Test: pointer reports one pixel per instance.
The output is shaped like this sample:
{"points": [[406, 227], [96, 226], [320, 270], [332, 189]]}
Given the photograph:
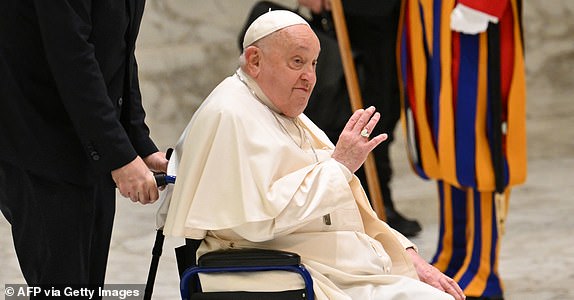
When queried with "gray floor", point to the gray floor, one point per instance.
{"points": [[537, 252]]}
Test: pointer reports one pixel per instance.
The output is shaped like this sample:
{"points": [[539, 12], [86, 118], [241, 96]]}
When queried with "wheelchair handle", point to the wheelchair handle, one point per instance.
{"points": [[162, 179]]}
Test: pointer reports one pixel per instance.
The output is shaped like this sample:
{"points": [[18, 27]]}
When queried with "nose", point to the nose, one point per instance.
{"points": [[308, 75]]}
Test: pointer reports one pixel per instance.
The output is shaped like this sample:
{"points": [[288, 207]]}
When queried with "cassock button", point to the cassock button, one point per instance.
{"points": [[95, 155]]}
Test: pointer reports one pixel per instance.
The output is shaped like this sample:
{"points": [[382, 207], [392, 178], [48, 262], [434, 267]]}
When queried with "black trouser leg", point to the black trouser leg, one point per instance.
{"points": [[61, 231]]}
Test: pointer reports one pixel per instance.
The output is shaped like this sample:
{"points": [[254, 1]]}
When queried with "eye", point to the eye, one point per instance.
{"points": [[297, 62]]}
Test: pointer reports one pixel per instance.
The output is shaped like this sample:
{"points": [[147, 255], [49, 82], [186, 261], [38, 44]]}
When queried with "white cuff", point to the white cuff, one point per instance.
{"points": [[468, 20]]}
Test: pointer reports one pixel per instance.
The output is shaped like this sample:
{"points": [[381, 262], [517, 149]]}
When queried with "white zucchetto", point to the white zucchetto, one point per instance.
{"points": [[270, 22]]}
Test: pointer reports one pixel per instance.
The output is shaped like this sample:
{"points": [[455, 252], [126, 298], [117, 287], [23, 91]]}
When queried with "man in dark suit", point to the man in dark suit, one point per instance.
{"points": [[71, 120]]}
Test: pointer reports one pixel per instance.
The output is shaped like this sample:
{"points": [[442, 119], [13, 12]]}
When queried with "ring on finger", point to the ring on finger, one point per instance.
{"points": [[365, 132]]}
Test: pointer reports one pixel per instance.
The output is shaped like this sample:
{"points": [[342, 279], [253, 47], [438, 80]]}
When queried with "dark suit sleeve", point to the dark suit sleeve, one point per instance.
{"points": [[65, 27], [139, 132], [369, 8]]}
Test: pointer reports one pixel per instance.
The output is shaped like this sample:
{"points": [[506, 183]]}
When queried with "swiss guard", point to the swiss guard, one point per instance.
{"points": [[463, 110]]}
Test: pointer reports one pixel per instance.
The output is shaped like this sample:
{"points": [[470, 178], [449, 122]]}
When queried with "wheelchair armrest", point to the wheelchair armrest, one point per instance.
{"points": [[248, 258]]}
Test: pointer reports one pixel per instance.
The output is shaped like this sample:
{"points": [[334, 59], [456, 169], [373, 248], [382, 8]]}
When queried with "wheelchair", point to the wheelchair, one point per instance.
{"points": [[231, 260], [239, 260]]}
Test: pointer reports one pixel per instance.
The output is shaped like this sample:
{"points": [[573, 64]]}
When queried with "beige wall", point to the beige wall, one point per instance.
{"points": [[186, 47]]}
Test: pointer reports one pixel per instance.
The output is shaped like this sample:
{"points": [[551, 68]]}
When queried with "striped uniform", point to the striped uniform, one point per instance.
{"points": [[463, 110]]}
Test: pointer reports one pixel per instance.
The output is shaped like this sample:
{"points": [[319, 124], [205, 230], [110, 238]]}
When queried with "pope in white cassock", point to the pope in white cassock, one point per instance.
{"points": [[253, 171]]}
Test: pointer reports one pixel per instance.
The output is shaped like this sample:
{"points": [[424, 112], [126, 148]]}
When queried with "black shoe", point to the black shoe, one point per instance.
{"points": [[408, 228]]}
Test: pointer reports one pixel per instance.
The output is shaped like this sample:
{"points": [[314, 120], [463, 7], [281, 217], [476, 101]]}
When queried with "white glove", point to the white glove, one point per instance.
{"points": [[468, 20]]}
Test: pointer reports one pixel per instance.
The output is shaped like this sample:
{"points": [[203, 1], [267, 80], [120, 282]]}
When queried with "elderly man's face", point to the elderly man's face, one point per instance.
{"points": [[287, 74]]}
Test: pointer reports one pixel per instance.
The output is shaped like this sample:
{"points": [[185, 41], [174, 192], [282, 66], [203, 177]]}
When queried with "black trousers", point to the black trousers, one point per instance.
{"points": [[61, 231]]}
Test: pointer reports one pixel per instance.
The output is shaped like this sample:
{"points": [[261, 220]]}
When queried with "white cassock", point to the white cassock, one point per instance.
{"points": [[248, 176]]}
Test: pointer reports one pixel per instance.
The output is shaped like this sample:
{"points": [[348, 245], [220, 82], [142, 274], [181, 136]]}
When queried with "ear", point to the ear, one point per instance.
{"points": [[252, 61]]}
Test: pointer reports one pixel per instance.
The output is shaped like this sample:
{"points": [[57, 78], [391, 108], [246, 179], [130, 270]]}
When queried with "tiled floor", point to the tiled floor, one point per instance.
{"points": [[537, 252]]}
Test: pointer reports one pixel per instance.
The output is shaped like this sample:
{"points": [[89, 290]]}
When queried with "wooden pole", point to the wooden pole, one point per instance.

- - - - -

## HOW TO COMPLETE THIS TASK
Only the text of the records belongs in the answer, printed exactly and without pictures.

## COMPLETED TASK
Test: pointer reports one pixel per instance.
The output is shaped like this sample:
{"points": [[406, 227], [96, 226], [320, 270], [332, 189]]}
Given the photograph:
When queried with "gray floor", point to the gray floor, one point per instance.
{"points": [[537, 252]]}
Test: pointer reports one pixel per instance.
The output is shaped like this sample:
{"points": [[539, 12], [86, 118], [241, 96]]}
When queried with "wheelchair handle", point to the wheelchair handle, one point per instance.
{"points": [[162, 179]]}
Test: pointer reports one pixel per instance.
The output is shaped like this sample:
{"points": [[18, 27]]}
When queried with "nose", point to the nose, one point per instance.
{"points": [[308, 75]]}
Test: pointer reports one pixel per instance.
The output is shaped like this sample:
{"points": [[288, 207]]}
When queried with "cassock button", point to the cassock button, one point per instance.
{"points": [[95, 155]]}
Test: pointer reports one pixel per instance.
The output is shaped like this sample:
{"points": [[382, 207], [392, 178], [48, 262], [434, 267]]}
When queried with "black trouser leg", point to the black trouser leg, one point per instance.
{"points": [[61, 231]]}
Test: pointer reports one pixel per instance.
The output is shaped like this sample:
{"points": [[254, 1]]}
When queried with "eye", point to the eye, one point per instance.
{"points": [[297, 62]]}
Test: pointer reports one pixel per instance.
The output is shaped like this sample:
{"points": [[147, 255], [49, 82], [186, 261], [38, 44]]}
When queried with "white cuff", point to the white cuff, one point per instance.
{"points": [[468, 20]]}
Test: pointer reports one pixel per instance.
The output is shaped like this sample:
{"points": [[381, 262], [517, 149]]}
When queried with "white zucchetto", point to the white zucchetto, one point per instance.
{"points": [[270, 22]]}
Test: pointer reports one pixel per instance.
The output is shaped like this sample:
{"points": [[455, 252], [126, 298], [117, 287], [23, 91]]}
When queried with "man in dark suit", point to the man in dark suit, one point per instance.
{"points": [[71, 120]]}
Test: pointer reports one pixel per instance.
The output is shaped like this sample:
{"points": [[442, 119], [13, 12]]}
When queried with "ring on finger", point to the ring on finger, one point per instance.
{"points": [[365, 132]]}
Test: pointer reports one pixel per instance.
The output is shaped like this sample:
{"points": [[342, 279], [253, 47], [438, 80]]}
When queried with "dark suit sleeve", point to the dark suit sleeve, one point per instance.
{"points": [[65, 27], [139, 132], [369, 8]]}
Test: pointer reports one pixel per instance.
The output is shaped like this sample:
{"points": [[506, 183]]}
When queried with "swiss guard", point to the swiss guard, one point per instance.
{"points": [[463, 110]]}
Test: pointer reports one pixel per instance.
The output is shaped like this sample:
{"points": [[470, 178], [449, 122]]}
When queried with "wheelchair armrest", point to the wheelchair armrest, one point per instance.
{"points": [[248, 258]]}
Test: pointer reports one pixel per instance.
The output is shaped like this sample:
{"points": [[334, 59], [456, 169], [373, 248], [382, 8]]}
When queried with "wheelchair", point to the wheelchair, one point per instance.
{"points": [[231, 260], [239, 260]]}
Test: pointer reports one pixel per instance.
The output is shaped like this sample:
{"points": [[573, 64]]}
When queried with "beige wall", point to the beige wall, one point per instance.
{"points": [[186, 47]]}
Test: pointer reports one pixel per instance.
The output is shaped like this sample:
{"points": [[551, 68]]}
When queried with "striped uniform", point to the striped uniform, one point per instance.
{"points": [[463, 110]]}
Test: pointer reports one pixel per instance.
The output is shaped like this sample:
{"points": [[319, 124], [205, 230], [110, 238]]}
When queried with "pope in white cassock", point to the pope in white cassock, one point per instance.
{"points": [[253, 171]]}
Test: pointer reports one pixel per instance.
The output is shaped like this sample:
{"points": [[424, 112], [126, 148]]}
When queried with "black shoe", point to the black shoe, one point per instance.
{"points": [[408, 228]]}
Test: pointer reports one pixel per instance.
The output is shaped like this sample:
{"points": [[314, 120], [463, 7], [281, 217], [476, 101]]}
When queried with "white glove", point to the white glove, one point per instance.
{"points": [[468, 20]]}
Test: pointer reports one pixel per instance.
The output is shaped like this sample:
{"points": [[203, 1], [267, 80], [120, 282]]}
When queried with "elderly man's face", point to the elderly man's face, one point per instance.
{"points": [[287, 74]]}
Test: pointer reports one pixel per instance.
The output is shaped like this sample:
{"points": [[185, 41], [174, 192], [282, 66], [203, 177]]}
When queried with "black trousers", point to the black trousers, one point per instance.
{"points": [[61, 231]]}
Test: pointer reports one pixel per instance.
The output is shaped like this sample:
{"points": [[261, 220]]}
When queried with "white cassock", point to the white cassock, one point per instance.
{"points": [[248, 176]]}
Test: pointer reports one pixel per instance.
The output is shaped like this sample:
{"points": [[348, 245], [220, 82], [142, 274], [181, 136]]}
When queried with "ear", point to the ear, one point per instance.
{"points": [[252, 61]]}
Test: pointer reports one pixel per instance.
The output is shaped like this sample:
{"points": [[57, 78], [391, 108], [246, 179], [130, 270]]}
When queried with "tiled floor", point to the tiled floor, one point per instance.
{"points": [[537, 252]]}
Test: pointer reports one pixel per instance.
The output is shaped like this sample:
{"points": [[89, 290]]}
When queried with "wooden pole", point to the wooden pole, one point per instance.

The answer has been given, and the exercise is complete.